• **Assigned task 1**
Please write out the passage on ISIS and Syria from "The fact that" up to and including "against Bashar Assad.".
• **Assigned task 2**
Continue the passage on ISIS and Syria from where it stops.

• **Document segment**
------------------------------------------------

ISIS is wreaking havoc in Iraq now, but for the last couple of years the focus of its activity was Syria. As the Syrian war dragged on, the opposition to Assad became progressively radicalized. ISIS thrived in this environment. What’s more, there is reason to believe that Assad actually supported ISIS by releasing radicals from prison, for instance, and not attacking ISIS the way his forces attacked other opposition groups. This made sense for Assad, because ISIS fought against other opposition groups, including Al Qaeda-linked groups like Al Nusra as well as the Free Syrian Army.
The fact that ISIS metastasized in the years that the Syrian civil war dragged on also makes it necessary for Obama to argue that there was nothing that could have been done to bring the war to a quicker conclusion. And so he does:
The president rejected the idea that the power “vacuum” in Syria, and thus the current threat from ISIS, could have been averted if the U.S. had backed moderate rebels in Syria against Bashar Assad.
“I think this notion that somehow there was this ready-made moderate Syrian force that was ready to defeat al-Assad was simply not true,” he said. “The idea that they could have defeated” Assad and jihadist groups, he added, “if we just sent a few arms, was a fantasy.”
What would an Obama defense be without the ritual slaying of numerous straw men? “Ready made.” “A few arms.” Who ever said these things?

------------------------------------------------

• **Given information**
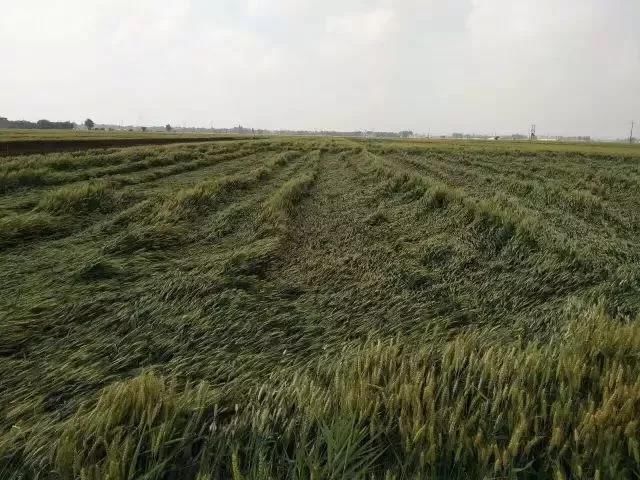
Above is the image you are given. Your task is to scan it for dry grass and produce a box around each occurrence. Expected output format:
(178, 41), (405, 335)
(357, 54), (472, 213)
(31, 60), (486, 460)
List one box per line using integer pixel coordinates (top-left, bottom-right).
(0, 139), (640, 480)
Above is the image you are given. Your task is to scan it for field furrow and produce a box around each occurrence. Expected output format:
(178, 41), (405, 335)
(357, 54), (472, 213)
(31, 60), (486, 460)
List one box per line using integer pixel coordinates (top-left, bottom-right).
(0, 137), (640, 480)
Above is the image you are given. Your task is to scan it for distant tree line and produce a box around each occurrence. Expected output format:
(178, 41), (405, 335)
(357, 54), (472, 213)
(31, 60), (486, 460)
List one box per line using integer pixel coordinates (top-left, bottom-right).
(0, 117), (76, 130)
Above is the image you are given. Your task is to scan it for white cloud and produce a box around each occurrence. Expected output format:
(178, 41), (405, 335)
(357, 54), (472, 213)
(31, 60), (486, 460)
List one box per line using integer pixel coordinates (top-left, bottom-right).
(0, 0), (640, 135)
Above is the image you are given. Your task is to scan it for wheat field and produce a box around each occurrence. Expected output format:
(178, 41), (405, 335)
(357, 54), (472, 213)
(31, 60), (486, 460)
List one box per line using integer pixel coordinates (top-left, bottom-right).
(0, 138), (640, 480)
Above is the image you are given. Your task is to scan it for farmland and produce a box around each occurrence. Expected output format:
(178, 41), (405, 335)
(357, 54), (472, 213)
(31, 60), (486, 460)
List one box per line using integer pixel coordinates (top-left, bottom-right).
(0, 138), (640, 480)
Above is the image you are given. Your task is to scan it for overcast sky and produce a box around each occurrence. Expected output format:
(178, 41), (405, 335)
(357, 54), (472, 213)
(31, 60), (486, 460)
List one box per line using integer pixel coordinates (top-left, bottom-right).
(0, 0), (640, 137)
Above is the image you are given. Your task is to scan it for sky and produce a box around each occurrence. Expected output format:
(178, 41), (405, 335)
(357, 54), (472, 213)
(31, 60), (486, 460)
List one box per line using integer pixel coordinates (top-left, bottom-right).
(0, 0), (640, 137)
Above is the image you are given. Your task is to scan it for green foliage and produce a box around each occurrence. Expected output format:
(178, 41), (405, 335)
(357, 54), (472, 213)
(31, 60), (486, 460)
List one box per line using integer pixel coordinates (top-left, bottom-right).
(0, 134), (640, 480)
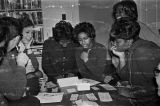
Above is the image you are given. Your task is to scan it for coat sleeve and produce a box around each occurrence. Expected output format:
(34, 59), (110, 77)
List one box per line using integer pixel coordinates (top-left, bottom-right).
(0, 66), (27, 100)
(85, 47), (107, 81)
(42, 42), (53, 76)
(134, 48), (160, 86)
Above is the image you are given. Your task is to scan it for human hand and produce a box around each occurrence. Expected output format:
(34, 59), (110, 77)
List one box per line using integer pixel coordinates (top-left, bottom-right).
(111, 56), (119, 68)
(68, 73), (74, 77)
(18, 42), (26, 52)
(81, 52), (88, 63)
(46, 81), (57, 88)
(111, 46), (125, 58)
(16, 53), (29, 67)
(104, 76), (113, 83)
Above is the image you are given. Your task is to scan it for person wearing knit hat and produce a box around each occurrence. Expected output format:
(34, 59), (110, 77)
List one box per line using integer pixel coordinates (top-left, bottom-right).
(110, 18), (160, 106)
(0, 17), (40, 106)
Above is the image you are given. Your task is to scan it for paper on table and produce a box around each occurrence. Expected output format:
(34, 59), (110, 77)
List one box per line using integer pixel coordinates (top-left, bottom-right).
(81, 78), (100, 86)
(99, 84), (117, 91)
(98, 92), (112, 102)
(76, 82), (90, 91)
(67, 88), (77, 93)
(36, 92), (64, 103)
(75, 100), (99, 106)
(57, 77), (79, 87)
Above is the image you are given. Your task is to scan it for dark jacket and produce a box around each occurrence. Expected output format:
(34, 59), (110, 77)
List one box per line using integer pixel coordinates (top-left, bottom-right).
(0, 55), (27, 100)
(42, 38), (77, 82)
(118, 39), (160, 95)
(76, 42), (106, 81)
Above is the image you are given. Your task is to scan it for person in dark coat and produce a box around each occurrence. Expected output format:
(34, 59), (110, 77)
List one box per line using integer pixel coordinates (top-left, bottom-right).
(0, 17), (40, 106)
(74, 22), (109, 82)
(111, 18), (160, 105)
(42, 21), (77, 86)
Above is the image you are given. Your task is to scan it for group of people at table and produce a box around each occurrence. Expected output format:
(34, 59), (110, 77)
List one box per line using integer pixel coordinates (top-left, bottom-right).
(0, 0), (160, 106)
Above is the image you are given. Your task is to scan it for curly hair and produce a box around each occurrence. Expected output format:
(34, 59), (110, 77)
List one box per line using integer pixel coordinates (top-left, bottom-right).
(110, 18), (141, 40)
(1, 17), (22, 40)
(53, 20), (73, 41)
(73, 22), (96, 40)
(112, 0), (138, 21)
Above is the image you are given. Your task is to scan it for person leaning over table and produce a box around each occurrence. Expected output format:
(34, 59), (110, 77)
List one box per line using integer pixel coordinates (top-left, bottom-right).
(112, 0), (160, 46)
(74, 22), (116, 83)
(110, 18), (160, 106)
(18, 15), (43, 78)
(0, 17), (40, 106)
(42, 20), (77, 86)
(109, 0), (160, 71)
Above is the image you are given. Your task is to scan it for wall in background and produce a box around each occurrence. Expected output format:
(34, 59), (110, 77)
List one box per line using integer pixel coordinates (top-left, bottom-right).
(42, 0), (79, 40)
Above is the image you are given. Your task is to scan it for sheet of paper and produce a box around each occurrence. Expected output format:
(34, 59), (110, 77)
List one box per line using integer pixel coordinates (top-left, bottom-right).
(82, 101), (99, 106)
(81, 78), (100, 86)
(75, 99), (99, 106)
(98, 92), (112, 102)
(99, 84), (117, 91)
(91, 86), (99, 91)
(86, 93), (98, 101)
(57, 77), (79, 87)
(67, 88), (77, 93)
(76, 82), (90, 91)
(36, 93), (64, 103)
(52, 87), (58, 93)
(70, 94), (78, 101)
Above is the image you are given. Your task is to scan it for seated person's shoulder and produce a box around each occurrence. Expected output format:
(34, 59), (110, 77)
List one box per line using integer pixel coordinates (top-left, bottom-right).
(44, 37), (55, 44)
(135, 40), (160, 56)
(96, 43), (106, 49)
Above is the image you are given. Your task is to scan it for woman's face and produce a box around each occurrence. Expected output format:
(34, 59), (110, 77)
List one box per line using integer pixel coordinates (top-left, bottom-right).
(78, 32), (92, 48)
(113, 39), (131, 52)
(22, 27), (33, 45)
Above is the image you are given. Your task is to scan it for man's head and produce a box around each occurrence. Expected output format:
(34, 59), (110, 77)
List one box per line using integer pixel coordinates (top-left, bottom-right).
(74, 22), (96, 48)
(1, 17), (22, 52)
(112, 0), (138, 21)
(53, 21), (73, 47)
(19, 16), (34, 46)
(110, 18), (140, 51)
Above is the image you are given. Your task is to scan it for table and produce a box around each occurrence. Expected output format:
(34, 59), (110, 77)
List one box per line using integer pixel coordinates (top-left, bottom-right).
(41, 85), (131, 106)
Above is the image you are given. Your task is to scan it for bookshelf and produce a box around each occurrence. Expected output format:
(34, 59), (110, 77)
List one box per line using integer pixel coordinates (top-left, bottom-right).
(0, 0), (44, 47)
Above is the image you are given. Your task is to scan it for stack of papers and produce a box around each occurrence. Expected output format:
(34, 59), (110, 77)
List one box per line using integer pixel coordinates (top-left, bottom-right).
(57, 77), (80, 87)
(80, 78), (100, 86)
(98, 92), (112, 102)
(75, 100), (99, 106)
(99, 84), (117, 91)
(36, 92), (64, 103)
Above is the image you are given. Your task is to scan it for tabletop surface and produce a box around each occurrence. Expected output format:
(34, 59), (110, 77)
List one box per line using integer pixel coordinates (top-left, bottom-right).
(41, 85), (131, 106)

------------------------------------------------

• **Written answer 1**
The fact that ISIS metastasized in the years that the Syrian civil war dragged on also makes it necessary for Obama to argue that there was nothing that could have been done to bring the war to a quicker conclusion. And so he does:
The president rejected the idea that the power “vacuum” in Syria, and thus the current threat from ISIS, could have been averted if the U.S. had backed moderate rebels in Syria against Bashar Assad.

• **Written answer 2**
The fact is that the Obama CIA, Pentagon and State Department (!) all recommended arming the opposition, and Obama refused. Meaning that Obama is basically accusing the entire national security establishment-including his appointments to the top jobs in that establishment-of being fantasists.
Of course it is impossible to know whether this would have been decisive, but it is hard to imagine how it could have turned out any worse than it has.
I would further note that Assad was indeed tottering for a time. His bases were falling. Major cities were falling. Troops were deserting. At that time, additional help to the rebels could have been decisive. But Obama demurred. Russia and Iran did not. They rushed support-arms and fuel and money (literally-Putin flew in planeloads of currency) from Russia, arms and fighters (primarily from Hezbollah but also from the Qods force) from Iran. Assad was brought back from the brink, the war turned into stalemate, and the opposition became increasingly radicalized.
Obama is not entirely to blame here, of course. This is the culmination of years of US policy under both Bushes and Clinton. But in Iraq, Obama was like a doctor who ended an antibiotic treatment prematurely, allowing an infection that had been controlled to come back more virulent than before. And the abdication of any role in Syria made inevitable that the opposition would radicalize.
This is where we are. We are confronted with a choice between a pile of dung and a pile of manure. In other words, no good choices. Allying with Iran is insane. Putting in a token force of 300, which will serve in smaller groups that will have to spend most of their time watching their backs because even our ostensible allies hate Americans and are more than willing to kill us, seems a recipe for disaster. The only non-insane, non-virulently anti-American , and militarily capable force in the region is the Kurds. Maybe we should just throw in with them as a way of containing ISIS.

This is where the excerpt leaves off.